**Page text:**
......
The PEOPLE of the State of Colorado, Plaintiff-Appellee, v. Thomas Duane SHOCKLEY, Defendant-Appellant.

No. 78-145.

Colorado Court of Appeals, Div. II.

November 24, 1978.

Rehearing Denied December 21, 1978.

Certiorari Denied February 26, 1979.

*590 J. D. MacFarlane, Atty. Gen., David W. Robbins, Deputy Atty. Gen., Edward G. Donovan, Sol. Gen., Felipe V. Ponce, Kathleen M. Bowers, Asst. Attys. Gen., Denver, for plaintiff-appellee.

Videon & Thornberry, Thomas C. Thornberry, Craig, for defendant-appellant.

ENOCH, Judge.

Defendant appeals from a judgment entered on a jury verdict finding him guilty of obstructing a peace officer. We affirm.

Events leading to the charges against defendant occurred in a bar in Craig, Colorado. Defendant was arrested for disorderly conduct under the Craig Municipal Ordinance No. 131, and was taken to the county jail to be booked. During the booking procedure defendant was uncooperative, refusing to give any information to the jailer. When the jailer attempted to empty defendant's pockets, a scuffle ensued, and the jailer fell through a plate glass window. Defendant was subsequently charged with obstructing a peace officer, in violation of § 18-8-104, C.R.S.1973.

Defendant argues that the prosecution failed to prove the elements of the charge under § 18-8-104(1), C.R.S.1973, which states:

"A person commits obstructing a peace officer . . . when, by using or threatening to use violence, force, or physical interference, or obstacle, he intentionally obstructs, impairs, or hinders the enforcement of the penal law or the preservation of the peace by a peace officer acting under color of his official authority . . . ."

Defendant first contends that the jailer was not a peace officer within the meaning of the statute. Section 18-1-901(3)(1), C.R.S.1973 (1976 Cum.Supp.) defines peace officer to include a sheriff or deputy sheriff but does not mention jailer. Section 27-26-102, C.R.S.1973, however, states that the keeper of the county jail is the sheriff of the county, "in person or by deputy for that purpose appointed." (emphasis added) Thus the jailer is a deputy sheriff and as such is a peace officer within the definition of § 18-1-901(3)(1), C.R.S.1973 (1976 Cum.Supp.). See also § 18-8-103(3), C.R.S.1973. It is irrelevant that in this case the regular jailer was on vacation and another deputy sheriff was filling in.

*591 Defendant next argues that even if the jailer was a peace officer he was not enforcing a penal law. Defendant's contention has two bases: That the municipal ordinance was not a penal law and that the jailer was not enforcing the ordinance when he was conducting the booking procedure. We disagree.
......
**Recorded information:**

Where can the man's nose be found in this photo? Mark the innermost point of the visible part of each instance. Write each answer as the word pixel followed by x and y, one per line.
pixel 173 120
......
In the court opinion, what happened to the jailer when he tried to empty the defendant's pockets?

**Result:** A scuffle ensued, and the jailer fell through a plate glass window.